INFORMATION SUPPLIED:

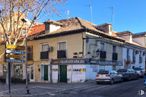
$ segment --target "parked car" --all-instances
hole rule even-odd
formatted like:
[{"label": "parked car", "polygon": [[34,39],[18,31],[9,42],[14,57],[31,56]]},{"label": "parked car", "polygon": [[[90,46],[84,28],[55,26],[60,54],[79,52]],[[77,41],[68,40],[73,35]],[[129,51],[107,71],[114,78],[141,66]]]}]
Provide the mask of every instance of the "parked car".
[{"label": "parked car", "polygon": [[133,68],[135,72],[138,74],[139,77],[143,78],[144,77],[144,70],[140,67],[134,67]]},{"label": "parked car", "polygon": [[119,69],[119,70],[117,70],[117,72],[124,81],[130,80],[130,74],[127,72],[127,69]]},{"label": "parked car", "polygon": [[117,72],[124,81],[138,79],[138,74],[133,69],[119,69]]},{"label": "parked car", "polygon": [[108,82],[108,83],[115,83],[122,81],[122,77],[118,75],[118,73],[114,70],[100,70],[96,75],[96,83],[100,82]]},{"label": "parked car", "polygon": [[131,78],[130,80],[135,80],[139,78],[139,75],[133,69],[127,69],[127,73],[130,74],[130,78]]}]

...

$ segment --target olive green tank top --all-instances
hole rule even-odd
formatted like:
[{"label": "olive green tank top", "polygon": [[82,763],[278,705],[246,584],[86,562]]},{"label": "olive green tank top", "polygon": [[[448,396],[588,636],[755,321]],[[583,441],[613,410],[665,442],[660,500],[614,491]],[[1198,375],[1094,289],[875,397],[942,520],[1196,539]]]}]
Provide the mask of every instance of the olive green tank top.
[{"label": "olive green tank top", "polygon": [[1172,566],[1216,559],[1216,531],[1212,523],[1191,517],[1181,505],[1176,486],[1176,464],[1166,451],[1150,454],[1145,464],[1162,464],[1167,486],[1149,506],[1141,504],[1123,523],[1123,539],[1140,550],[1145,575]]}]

WORK TO COMPLETE:
Copy out, unchanged, the stretch of rows from the line containing "tank top --all-instances" through the line containing "Provide the mask of every instance of the olive", both included.

IN RESPONSE:
$ segment --target olive green tank top --all-instances
hole rule even-odd
formatted like:
[{"label": "olive green tank top", "polygon": [[82,763],[278,705],[246,584],[86,562]]},{"label": "olive green tank top", "polygon": [[[448,396],[588,636],[755,321]],[[583,441],[613,410],[665,442],[660,500],[614,491]],[[1198,375],[1094,289],[875,397],[942,520],[1196,539]]]}]
Provide the mask of every instance of the olive green tank top.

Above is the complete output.